* [Set exercise]: Find each line in the records below that contains the word "balcony", and copy those lines in full.

* [Provided material]:
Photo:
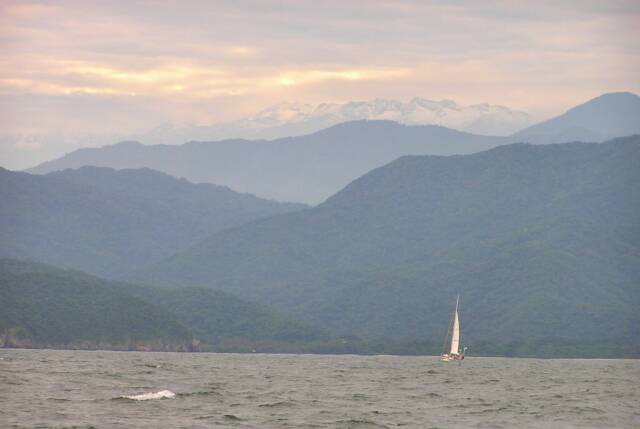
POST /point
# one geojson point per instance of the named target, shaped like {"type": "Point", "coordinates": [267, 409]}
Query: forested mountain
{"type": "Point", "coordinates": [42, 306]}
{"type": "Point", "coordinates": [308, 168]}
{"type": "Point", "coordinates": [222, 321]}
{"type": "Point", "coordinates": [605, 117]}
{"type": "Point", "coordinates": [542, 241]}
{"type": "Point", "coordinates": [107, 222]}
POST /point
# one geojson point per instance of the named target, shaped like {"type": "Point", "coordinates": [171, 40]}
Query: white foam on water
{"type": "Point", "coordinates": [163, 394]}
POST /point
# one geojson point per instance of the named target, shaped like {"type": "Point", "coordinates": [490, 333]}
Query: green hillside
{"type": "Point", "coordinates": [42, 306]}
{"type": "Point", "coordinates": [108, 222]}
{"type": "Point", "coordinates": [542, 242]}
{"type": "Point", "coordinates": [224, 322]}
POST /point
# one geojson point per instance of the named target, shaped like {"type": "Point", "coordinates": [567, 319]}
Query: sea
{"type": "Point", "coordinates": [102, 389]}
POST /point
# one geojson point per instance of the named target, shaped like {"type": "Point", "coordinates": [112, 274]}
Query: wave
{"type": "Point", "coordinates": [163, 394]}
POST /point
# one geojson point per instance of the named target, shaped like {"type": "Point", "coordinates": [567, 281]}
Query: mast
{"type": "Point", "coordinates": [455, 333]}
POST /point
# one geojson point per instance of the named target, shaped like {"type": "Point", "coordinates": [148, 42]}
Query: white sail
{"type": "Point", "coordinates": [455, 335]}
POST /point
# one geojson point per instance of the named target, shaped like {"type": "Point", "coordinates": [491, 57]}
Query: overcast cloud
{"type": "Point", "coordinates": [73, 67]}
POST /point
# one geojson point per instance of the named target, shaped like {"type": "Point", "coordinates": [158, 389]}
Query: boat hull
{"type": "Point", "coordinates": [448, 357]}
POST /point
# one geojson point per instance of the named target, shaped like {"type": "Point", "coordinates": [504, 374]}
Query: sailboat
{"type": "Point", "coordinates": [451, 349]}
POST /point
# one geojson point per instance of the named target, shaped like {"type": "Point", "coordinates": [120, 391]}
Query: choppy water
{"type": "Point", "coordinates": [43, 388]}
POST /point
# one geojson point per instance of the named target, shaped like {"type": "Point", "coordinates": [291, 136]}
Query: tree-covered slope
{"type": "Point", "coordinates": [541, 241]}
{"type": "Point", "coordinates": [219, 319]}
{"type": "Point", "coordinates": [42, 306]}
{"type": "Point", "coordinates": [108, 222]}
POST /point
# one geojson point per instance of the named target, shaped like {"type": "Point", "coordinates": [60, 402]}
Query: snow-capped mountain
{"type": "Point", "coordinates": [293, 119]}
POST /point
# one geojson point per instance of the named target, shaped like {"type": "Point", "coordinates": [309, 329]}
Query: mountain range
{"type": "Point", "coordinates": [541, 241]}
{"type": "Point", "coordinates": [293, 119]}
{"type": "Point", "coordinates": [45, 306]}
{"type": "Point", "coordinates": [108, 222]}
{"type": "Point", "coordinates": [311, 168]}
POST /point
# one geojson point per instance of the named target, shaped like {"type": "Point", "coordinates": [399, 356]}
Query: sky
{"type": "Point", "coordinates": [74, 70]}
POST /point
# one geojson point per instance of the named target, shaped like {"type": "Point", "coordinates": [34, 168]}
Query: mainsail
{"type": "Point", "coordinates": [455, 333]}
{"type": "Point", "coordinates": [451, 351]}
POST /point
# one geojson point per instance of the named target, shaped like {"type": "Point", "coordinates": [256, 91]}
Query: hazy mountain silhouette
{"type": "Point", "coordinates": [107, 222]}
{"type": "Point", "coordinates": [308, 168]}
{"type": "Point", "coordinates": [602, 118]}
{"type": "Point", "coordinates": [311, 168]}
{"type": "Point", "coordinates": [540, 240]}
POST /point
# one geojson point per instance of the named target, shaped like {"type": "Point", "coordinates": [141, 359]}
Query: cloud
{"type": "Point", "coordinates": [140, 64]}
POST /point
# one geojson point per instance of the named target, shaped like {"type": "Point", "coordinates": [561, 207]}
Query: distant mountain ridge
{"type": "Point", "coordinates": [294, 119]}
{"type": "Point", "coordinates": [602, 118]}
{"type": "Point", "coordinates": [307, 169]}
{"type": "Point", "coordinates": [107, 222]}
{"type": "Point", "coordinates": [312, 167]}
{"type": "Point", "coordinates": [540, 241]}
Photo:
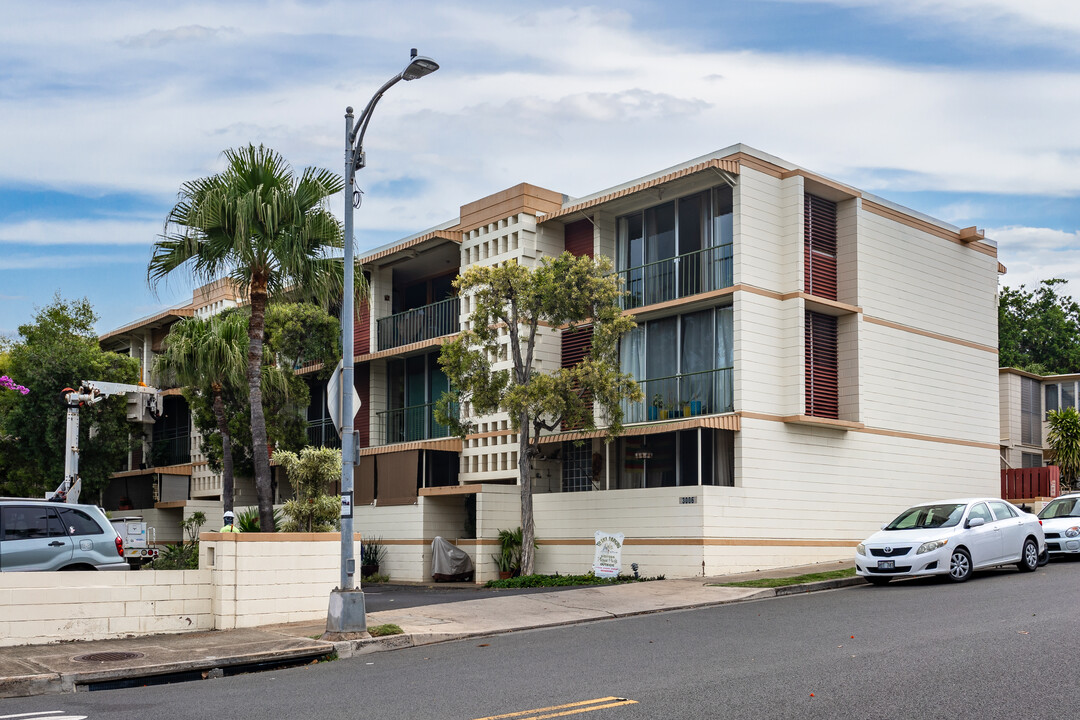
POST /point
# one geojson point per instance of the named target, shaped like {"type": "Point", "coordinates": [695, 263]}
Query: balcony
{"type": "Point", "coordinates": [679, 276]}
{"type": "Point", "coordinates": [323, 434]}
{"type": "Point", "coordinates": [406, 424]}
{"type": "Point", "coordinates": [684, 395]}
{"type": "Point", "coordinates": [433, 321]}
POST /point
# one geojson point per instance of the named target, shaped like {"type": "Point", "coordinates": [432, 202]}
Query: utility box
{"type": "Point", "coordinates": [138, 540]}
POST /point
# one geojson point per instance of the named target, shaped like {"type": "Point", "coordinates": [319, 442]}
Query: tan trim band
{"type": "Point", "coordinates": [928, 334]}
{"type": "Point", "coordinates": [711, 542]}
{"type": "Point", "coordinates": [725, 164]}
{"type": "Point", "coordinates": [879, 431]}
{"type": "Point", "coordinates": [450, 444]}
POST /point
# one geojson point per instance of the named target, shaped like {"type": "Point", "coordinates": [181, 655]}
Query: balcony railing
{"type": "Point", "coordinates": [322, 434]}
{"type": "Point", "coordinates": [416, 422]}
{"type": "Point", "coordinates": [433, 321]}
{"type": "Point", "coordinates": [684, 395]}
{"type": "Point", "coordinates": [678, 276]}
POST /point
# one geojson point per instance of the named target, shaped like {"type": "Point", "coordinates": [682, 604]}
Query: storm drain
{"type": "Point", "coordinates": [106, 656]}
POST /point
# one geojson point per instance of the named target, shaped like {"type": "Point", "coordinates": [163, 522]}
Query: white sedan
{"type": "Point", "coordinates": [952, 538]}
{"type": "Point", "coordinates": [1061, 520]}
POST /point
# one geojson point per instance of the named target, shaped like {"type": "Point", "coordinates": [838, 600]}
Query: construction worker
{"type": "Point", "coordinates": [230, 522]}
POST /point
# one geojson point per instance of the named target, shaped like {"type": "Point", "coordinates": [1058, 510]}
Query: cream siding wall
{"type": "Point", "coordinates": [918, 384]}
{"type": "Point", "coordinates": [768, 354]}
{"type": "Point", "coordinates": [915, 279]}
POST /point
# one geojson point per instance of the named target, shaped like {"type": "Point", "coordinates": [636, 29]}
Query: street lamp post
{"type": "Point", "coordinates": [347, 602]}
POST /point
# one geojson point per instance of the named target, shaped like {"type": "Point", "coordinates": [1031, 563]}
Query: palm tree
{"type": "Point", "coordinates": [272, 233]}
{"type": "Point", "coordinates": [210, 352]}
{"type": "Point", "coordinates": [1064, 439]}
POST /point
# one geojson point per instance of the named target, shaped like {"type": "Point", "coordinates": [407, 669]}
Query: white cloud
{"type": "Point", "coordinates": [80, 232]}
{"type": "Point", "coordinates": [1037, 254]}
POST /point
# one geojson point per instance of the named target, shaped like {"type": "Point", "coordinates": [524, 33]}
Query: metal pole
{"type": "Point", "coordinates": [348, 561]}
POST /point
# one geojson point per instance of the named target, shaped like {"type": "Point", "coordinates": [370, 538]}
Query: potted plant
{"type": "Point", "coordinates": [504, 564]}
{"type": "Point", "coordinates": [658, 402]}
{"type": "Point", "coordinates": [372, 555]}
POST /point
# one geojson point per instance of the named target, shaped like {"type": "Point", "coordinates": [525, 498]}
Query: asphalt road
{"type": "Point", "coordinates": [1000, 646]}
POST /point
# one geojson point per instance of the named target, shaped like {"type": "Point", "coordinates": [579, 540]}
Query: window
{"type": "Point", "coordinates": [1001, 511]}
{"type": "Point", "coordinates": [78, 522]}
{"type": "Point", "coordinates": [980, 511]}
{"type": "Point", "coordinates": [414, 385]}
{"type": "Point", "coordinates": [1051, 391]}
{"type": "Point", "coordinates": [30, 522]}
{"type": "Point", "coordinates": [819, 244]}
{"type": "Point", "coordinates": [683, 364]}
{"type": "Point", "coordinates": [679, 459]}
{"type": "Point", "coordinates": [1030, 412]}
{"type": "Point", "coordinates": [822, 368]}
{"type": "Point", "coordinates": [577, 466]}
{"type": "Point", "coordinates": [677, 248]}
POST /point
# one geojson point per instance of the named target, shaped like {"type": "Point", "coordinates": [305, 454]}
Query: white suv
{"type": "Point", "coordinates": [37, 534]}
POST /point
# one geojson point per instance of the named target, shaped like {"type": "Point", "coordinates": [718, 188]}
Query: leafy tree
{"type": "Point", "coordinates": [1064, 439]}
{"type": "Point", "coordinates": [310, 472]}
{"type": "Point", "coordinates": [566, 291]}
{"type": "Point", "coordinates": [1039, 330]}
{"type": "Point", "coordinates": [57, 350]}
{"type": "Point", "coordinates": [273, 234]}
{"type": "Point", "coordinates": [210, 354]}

* [Finished task]:
Query: balcony
Query: balcony railing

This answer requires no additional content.